Extrait présenté:
La langueur de l’hiver, sans les vertiges. Dans la French Tech, les hautes cimes des années 2020-2022 ont quitté l’horizon. L’euphorie des levées de fonds s’est envolée, victime des turbulences géopolitiques et de la hausse des taux d’intérêt. L’Etat, en quête de coupes budgétaires, apporte son lot de mauvaises nouvelles : certaines aides publiques, telles que les exonérations de charges pour les Jeunes entreprises innovantes, pourraient être rabotées dans le prochain budget. Aucune start-up n’échappe à la morosité. Pas même les licornes. Ces bêtes fantasmagoriques désignent, selon un concept formulé en 2013 par l’investisseuse américaine Aileen Lee, les sociétés valorisées plus d’un milliard de dollars par leurs bailleurs de fonds. Les plus prometteuses.

Ynsect, spécialisée dans l’élevage de scarabées pour l’alimentation animale et humaine, est la dernière victime en date. La licorne tricolore a entamé fin septembre une procédure de sauvegarde. Un plan de départs volontaires est en cours. Sa dégringolade a rencontré un large écho médiatique. Créée en 2011, elle cochait toutes les cases de la pépite du XXIe siècle : industrielle – donc bonne pour l’emploi et la souveraineté -, écolo dans sa finalité, à haute valeur ajoutée scientifique. L’entreprise a levé plusieurs centaines de millions d’euros – entre 430 et 550 selon les rapports de presse – auprès de prestigieux investisseurs dont la Banque publique d’investissement (Bpifrance).L’objectif : grandir vite pour devenir un leader mondial. Comme tous ses camarades du cheptel, devenus les parangons de la “start-up nation” d’Emmanuel Macron. Le président de la République avait fixé à la France un objectif de 25 licornes. Un score atteint en 2022, avec trois ans d’avance sur le timing initial. Dans l’emballement, l’exécutif tabla ensuite sur 100 licornes d’ici 2030, et même 10 “décacornes”, leurs grandes sœurs, à 10 milliards de dollars de valorisation. Des promesses mal engagées.

Exercices:
[a] Quels objectifs chiffrés fixés à la France par le président de la République puis par l'exécutif le passage sur la French Tech mentionne-t-il ?
[b] Quelles lignes des enregistrements contiennent le mot "wing" ? Repérez-les et recopiez chacune d'elles.

Données recueillies:
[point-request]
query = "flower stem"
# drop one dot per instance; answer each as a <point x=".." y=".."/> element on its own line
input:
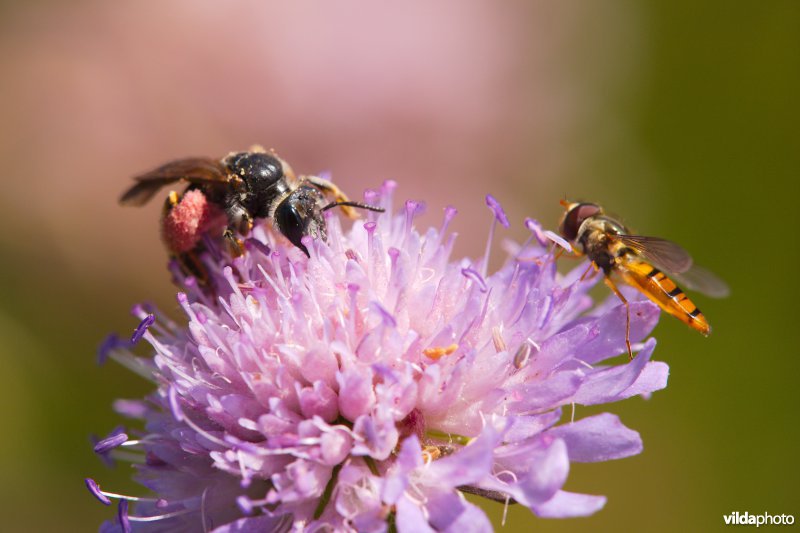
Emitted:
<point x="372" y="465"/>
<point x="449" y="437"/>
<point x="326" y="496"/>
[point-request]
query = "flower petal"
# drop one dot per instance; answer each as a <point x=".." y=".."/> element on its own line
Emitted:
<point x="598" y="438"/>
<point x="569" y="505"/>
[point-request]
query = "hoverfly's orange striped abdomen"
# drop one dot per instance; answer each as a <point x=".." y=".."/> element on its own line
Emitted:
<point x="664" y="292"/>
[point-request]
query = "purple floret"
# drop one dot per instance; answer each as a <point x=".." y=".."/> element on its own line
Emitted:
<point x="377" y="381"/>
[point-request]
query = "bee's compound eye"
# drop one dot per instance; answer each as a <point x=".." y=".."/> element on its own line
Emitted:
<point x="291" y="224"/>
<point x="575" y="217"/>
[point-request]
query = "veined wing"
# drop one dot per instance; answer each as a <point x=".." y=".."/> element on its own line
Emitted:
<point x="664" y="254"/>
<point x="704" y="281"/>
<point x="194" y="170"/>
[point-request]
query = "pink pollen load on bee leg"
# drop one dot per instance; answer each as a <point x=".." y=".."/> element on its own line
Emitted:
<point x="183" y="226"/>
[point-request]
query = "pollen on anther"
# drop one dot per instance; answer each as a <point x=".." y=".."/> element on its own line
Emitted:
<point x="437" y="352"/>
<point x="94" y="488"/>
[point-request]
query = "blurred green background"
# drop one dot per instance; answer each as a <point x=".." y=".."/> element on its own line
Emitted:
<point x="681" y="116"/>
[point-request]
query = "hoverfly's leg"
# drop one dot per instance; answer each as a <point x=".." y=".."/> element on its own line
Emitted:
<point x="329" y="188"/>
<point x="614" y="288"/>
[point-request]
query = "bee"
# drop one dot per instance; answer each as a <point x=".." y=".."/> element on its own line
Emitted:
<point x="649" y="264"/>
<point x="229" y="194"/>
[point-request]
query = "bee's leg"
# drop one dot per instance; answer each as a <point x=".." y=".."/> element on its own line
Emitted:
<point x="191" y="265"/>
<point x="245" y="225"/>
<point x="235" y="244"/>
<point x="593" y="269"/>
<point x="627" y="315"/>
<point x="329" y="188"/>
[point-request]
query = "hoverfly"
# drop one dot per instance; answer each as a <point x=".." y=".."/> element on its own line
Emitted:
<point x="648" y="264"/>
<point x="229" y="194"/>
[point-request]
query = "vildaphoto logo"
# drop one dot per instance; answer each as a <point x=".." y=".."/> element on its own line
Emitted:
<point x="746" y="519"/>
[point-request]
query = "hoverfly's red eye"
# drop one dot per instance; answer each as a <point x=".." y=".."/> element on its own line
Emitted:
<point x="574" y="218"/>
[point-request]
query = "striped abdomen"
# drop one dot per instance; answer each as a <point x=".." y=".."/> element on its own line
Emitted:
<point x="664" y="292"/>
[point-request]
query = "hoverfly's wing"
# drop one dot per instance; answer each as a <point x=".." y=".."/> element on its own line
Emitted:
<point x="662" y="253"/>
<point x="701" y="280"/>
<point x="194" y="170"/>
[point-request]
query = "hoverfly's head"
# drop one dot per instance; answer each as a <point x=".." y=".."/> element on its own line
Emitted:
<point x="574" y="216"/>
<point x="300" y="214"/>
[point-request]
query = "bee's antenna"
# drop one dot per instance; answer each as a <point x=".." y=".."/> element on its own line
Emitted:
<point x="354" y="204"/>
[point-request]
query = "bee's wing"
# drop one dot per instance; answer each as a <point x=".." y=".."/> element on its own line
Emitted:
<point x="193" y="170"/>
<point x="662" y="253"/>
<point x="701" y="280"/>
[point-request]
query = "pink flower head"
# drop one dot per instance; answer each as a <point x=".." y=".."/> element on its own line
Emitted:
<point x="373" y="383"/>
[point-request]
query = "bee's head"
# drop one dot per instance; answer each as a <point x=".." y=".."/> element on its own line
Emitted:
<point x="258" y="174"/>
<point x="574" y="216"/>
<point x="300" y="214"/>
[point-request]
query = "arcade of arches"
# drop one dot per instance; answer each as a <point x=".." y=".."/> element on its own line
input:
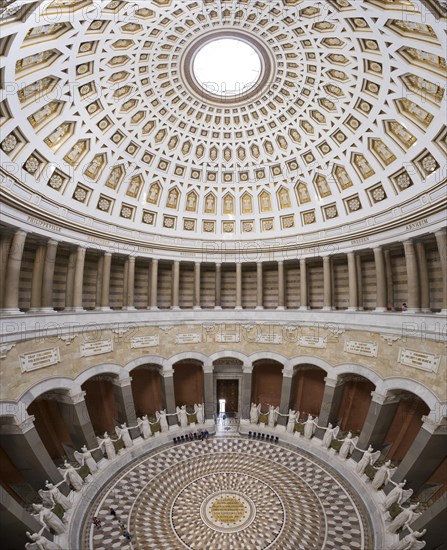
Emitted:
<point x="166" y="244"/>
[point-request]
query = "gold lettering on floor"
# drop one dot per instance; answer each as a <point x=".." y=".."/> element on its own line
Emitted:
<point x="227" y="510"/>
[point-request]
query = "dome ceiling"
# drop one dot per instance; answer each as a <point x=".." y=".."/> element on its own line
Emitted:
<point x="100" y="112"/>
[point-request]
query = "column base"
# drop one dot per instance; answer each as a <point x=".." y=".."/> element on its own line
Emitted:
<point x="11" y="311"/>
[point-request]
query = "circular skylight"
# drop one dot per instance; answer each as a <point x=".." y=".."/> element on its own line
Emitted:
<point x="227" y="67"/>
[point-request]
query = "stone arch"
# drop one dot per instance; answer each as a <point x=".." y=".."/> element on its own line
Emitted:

Corrigés successifs:
[a]
- 25 licornes
- 100 licornes d'ici 2030
- 10 « décacornes »

[b]
query = "veined wing"
query = "hoverfly's wing"
query = "bee's wing"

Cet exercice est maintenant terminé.